* _Task_
Type every record exactly as it appears.

★ ★ ★ ★ ★

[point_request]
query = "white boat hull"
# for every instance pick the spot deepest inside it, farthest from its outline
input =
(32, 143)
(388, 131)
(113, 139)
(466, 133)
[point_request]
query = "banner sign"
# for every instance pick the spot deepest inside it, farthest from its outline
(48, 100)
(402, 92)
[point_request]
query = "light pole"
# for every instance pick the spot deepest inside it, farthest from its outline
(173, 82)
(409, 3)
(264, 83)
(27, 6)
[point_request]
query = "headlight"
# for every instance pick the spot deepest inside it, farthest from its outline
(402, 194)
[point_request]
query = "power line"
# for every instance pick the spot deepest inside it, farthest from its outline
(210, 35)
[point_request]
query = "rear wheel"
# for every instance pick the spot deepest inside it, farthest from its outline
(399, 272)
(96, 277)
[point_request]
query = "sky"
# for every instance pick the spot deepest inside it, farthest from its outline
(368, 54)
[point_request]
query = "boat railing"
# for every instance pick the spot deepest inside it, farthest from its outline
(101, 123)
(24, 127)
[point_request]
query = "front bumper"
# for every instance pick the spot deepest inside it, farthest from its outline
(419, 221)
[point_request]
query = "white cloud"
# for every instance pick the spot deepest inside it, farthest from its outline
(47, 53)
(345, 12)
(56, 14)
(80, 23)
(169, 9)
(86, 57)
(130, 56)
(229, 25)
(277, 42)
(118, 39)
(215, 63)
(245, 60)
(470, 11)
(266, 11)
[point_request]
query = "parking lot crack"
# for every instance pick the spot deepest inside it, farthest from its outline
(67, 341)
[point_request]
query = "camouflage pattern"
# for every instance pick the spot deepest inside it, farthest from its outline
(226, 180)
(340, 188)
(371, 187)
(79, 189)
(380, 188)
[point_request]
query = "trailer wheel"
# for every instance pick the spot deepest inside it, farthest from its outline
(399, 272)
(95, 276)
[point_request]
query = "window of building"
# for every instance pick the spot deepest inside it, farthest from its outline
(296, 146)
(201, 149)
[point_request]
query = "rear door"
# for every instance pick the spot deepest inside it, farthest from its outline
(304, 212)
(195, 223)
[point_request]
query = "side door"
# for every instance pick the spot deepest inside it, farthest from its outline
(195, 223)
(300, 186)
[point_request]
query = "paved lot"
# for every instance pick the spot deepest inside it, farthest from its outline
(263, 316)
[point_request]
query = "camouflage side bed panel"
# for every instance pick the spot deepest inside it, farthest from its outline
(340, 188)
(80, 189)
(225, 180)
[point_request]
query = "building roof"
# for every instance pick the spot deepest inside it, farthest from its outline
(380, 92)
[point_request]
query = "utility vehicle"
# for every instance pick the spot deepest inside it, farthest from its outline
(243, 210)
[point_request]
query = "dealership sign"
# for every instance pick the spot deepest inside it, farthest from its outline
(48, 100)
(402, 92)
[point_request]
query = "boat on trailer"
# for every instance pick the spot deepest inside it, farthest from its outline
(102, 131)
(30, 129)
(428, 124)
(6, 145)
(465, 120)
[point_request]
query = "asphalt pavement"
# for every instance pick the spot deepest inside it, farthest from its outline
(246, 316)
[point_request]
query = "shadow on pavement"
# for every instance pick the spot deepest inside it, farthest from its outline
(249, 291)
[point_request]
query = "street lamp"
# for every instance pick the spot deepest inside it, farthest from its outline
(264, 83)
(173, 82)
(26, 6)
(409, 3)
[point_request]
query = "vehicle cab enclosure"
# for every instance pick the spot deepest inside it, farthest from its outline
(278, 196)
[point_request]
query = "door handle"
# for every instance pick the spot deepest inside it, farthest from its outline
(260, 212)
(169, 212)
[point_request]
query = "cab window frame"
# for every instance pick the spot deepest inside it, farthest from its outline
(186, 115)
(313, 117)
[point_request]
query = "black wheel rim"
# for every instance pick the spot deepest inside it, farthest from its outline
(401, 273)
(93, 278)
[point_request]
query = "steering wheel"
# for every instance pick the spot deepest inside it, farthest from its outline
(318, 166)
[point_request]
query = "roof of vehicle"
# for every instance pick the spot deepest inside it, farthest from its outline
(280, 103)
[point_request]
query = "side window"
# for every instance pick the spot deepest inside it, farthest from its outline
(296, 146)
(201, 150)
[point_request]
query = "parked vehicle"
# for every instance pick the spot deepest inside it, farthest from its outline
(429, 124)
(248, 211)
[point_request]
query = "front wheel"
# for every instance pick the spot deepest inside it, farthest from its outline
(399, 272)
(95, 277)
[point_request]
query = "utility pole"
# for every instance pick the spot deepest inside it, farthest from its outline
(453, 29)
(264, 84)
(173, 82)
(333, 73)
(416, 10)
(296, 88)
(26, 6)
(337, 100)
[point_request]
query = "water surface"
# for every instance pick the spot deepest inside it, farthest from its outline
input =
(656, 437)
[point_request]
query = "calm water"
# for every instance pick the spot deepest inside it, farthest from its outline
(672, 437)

★ ★ ★ ★ ★

* _Response_
[point_request]
query = "white boat hull"
# for every instance pick the spot deepest inside it, farthest from its outline
input =
(32, 143)
(388, 131)
(113, 139)
(466, 133)
[point_request]
query = "banner sign"
# for every instance pick the spot deepest inside it, farthest from its outline
(48, 100)
(402, 92)
[point_request]
query = "light pole"
# for every instance pick the spot deepest inside it, farthest from its outline
(173, 82)
(409, 3)
(264, 83)
(27, 6)
[point_request]
query = "headlight"
# for every instance pick the spot deepest inside it, farthest from its outline
(402, 194)
[point_request]
query = "power line"
# for every instance pick the spot deepest inside it, farthest from its outline
(210, 35)
[point_request]
query = "rear wheel"
# for every instance pick the spot deepest inside it, farthest from its outline
(399, 272)
(96, 277)
[point_request]
query = "sky"
# for every instance pick the spot deepest inside it, farthest from its outline
(368, 54)
[point_request]
query = "boat railing"
# for every instance pick the spot deepest inside it, farthest from its outline
(101, 123)
(24, 127)
[point_request]
query = "front bumper"
# for every instance pick the spot deepest inside it, farthest from its outline
(419, 221)
[point_request]
query = "white cloud"
# for every instance pick the spot deepest inside it, farthest from its outline
(47, 53)
(345, 12)
(56, 14)
(80, 23)
(169, 9)
(86, 57)
(130, 56)
(229, 25)
(277, 42)
(118, 39)
(215, 63)
(245, 60)
(470, 11)
(266, 11)
[point_request]
query = "parking lot crack"
# for every instance pick the spot deepest inside it, farthest from its outline
(67, 341)
[point_request]
query = "camouflage pattern"
# for every instance pick the spot deepest inside it, farthest from its outline
(226, 180)
(340, 188)
(371, 187)
(79, 189)
(380, 188)
[point_request]
query = "trailer wheel"
# for every instance pick the spot deepest inside it, farthest from its outline
(399, 272)
(95, 276)
[point_request]
query = "window of building"
# for every instance pick the spot deepest inside it, farthest from its outline
(296, 146)
(201, 149)
[point_request]
query = "rear door"
# for every instance pick the spot deepest inside it, farthest from its outline
(304, 212)
(195, 223)
[point_request]
query = "side door"
# for every instance pick the spot deepest inside it, farthest from its outline
(195, 223)
(300, 186)
[point_request]
query = "paved lot"
# for every instance pick the spot deepest inside it, farthest from its outline
(263, 316)
[point_request]
query = "camouflage side bed panel"
# for every instance pick the spot deepest inside it, farthest from its outline
(340, 188)
(80, 189)
(225, 180)
[point_request]
query = "building roof"
# for every instance pick the spot deepest inside it, farthest from its outline
(380, 92)
[point_request]
query = "utility vehicle"
# for every instance pick the spot deepest inside it, farthest from its outline
(243, 210)
[point_request]
query = "dealership sign"
# for every instance pick the spot deepest inside it, farthest from its outline
(48, 100)
(402, 92)
[point_request]
query = "boat on trailer"
# for every instance pick the spot deepest inside it, farthest from its outline
(102, 131)
(30, 129)
(428, 124)
(6, 145)
(465, 120)
[point_request]
query = "asphalt pavement"
# for every instance pick the spot deepest inside it, farthest from its outline
(246, 316)
[point_request]
query = "shadow on pavement"
# for every instance pick the spot deepest inside it, farthest from its outline
(249, 291)
[point_request]
query = "street lamp"
# for every instance pick the spot deepest inside it, farthest from its outline
(264, 83)
(173, 82)
(26, 6)
(409, 3)
[point_request]
query = "vehicle cab enclosure"
# for every instance pick the spot deepest inside it, farthest from its outline
(278, 196)
[point_request]
query = "door handle"
# for every instance pick the spot deepest inside it, farthest from its outline
(260, 212)
(169, 212)
[point_request]
query = "cab window frame"
# for every instance pick the spot deepest inside it, farthest from its outline
(186, 115)
(313, 117)
[point_request]
query = "black wheel rim"
# for every instance pick the spot deepest inside it, farthest from its outline
(401, 273)
(93, 278)
[point_request]
query = "steering wheel"
# for every instance pick the spot deepest inside it, farthest from its outline
(318, 166)
[point_request]
query = "roof of vehicle"
# for every instance pick the spot deepest inside it, farthest from its outline
(280, 103)
[point_request]
query = "side window"
# for every instance pick the spot deepest inside it, farthest from its outline
(296, 146)
(201, 150)
[point_request]
query = "parked vehicle"
# for every instance pick the spot deepest inside it, farthest from its outline
(429, 124)
(248, 211)
[point_request]
query = "front wheel"
# for every instance pick the spot deepest inside it, farthest from its outline
(399, 272)
(95, 277)
[point_request]
query = "utility pole"
# for every instance pick the spot deepest inside it, farthest from its outline
(453, 29)
(264, 84)
(173, 82)
(333, 73)
(416, 10)
(296, 88)
(26, 6)
(337, 100)
[point_request]
query = "water surface"
# for every instance pick the spot deepest inside it, farthest from its outline
input =
(656, 437)
[point_request]
query = "calm water"
# for every instance pick the spot deepest inside it, farthest from its outline
(672, 437)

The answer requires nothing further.